Bounding box annotation entries
= = = = = = =

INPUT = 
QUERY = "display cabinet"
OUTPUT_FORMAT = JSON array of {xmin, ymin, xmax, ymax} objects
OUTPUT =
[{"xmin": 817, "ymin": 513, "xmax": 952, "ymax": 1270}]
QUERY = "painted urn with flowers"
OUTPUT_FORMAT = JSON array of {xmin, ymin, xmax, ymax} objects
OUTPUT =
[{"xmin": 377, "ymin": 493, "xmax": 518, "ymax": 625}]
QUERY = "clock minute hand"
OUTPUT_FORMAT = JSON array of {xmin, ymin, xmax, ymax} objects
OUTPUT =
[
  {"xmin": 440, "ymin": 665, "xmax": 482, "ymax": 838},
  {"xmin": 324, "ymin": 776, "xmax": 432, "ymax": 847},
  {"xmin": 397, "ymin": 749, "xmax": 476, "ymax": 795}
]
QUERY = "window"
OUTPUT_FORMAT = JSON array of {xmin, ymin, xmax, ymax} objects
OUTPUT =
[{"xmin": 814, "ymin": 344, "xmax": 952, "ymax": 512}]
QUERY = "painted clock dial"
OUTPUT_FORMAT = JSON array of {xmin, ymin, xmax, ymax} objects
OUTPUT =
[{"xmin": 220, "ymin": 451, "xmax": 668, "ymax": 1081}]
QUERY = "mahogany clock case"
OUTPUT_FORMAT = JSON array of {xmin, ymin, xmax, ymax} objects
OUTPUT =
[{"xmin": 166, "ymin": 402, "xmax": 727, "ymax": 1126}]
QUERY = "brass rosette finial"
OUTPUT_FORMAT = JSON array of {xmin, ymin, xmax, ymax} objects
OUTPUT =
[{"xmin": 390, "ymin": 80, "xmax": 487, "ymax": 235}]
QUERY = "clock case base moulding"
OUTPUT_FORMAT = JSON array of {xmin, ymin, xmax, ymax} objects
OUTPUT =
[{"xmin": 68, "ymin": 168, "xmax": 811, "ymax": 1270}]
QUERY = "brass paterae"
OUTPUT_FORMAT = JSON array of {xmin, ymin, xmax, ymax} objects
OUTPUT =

= = = = = = =

• Exercise prompt
Extract each line in the records above that contains the string "brass".

• Result of the task
QUERY = "brass rosette finial"
QUERY = "brass paterae"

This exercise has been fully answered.